Which lines below fall between the one containing "negative clicks: (1520, 952)" and the one containing "positive clicks: (1522, 918) (1506, 916)"? Repeat them exactly, counting both of those lines, and add nothing else.

Supplied records =>
□ □ □ □
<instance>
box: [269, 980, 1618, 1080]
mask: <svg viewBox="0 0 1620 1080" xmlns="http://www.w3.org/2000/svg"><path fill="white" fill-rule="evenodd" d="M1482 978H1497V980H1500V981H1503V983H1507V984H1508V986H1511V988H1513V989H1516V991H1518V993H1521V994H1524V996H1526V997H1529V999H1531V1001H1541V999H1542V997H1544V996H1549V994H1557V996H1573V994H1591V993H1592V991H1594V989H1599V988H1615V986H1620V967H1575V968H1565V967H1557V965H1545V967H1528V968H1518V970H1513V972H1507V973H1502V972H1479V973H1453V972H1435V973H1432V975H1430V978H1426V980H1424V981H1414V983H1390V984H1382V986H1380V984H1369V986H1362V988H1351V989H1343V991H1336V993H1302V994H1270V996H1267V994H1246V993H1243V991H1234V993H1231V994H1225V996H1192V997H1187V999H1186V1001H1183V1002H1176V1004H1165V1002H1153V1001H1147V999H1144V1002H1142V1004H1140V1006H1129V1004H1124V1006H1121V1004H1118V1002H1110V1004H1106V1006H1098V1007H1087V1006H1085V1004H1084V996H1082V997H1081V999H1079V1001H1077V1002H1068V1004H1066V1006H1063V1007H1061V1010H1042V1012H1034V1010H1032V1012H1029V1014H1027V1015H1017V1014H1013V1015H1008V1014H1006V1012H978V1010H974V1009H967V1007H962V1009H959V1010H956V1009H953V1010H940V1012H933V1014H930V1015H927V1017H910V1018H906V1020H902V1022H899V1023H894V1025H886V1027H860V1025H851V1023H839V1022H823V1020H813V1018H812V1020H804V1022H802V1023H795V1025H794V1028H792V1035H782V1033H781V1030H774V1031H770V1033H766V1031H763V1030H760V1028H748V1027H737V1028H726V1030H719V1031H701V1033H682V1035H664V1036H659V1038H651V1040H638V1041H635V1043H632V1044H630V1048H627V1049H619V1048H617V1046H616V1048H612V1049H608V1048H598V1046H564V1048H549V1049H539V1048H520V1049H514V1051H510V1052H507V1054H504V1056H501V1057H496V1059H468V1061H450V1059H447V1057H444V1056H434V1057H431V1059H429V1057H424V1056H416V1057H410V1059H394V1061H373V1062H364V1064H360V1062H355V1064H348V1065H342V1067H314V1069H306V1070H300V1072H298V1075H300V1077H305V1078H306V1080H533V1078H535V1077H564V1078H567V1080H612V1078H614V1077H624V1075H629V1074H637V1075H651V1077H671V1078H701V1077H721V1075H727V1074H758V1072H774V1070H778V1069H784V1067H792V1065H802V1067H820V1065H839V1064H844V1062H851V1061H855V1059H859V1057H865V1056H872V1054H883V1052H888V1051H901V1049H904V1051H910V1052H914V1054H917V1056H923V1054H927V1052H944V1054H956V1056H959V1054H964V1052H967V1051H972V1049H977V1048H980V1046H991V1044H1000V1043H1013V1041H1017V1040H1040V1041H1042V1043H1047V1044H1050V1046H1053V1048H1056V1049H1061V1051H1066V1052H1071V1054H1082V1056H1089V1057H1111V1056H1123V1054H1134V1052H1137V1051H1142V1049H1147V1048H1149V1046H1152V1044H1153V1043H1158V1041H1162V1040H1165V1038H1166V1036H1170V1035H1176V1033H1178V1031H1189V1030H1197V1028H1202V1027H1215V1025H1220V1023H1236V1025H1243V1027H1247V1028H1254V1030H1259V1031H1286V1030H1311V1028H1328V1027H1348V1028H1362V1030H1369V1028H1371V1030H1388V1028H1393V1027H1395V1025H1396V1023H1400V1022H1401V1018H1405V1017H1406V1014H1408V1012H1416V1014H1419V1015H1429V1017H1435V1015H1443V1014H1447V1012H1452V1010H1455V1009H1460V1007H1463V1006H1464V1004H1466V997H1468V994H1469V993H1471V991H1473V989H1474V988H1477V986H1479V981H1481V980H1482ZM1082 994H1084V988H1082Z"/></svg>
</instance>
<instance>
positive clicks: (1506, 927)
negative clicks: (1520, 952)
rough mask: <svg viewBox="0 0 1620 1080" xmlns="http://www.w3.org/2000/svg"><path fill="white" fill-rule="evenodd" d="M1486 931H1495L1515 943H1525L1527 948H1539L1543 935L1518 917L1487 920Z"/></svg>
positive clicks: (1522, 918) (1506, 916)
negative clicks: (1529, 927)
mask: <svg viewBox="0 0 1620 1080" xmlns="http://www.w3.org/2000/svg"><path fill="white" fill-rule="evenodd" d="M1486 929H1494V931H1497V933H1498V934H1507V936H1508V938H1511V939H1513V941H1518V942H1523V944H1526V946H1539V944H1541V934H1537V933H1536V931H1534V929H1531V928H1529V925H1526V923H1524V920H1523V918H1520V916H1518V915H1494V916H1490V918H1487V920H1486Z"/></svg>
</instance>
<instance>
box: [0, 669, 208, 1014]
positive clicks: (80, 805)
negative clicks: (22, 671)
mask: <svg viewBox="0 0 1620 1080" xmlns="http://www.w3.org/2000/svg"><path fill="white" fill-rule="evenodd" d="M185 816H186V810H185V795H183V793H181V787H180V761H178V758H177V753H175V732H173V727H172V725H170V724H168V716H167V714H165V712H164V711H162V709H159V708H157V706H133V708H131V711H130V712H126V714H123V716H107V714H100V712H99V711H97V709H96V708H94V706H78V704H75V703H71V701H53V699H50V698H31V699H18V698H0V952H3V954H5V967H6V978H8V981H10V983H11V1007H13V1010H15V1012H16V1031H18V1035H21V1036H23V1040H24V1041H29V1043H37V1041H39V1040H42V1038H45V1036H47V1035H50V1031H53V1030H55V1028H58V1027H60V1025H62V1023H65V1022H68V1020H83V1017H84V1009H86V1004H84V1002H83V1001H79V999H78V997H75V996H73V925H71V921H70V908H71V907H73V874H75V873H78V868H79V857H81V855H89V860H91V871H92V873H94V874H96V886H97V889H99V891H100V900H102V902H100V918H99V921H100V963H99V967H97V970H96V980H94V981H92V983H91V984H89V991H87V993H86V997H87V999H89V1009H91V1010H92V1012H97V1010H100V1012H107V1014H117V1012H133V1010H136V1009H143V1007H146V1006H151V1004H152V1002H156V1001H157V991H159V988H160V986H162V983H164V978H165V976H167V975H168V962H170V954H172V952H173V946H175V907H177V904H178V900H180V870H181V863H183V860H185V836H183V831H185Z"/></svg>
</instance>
□ □ □ □
Expected answer =>
negative clicks: (1520, 952)
rough mask: <svg viewBox="0 0 1620 1080" xmlns="http://www.w3.org/2000/svg"><path fill="white" fill-rule="evenodd" d="M1486 931H1495L1515 943H1525L1527 948H1539L1543 935L1518 917L1487 920Z"/></svg>
positive clicks: (1522, 918) (1506, 916)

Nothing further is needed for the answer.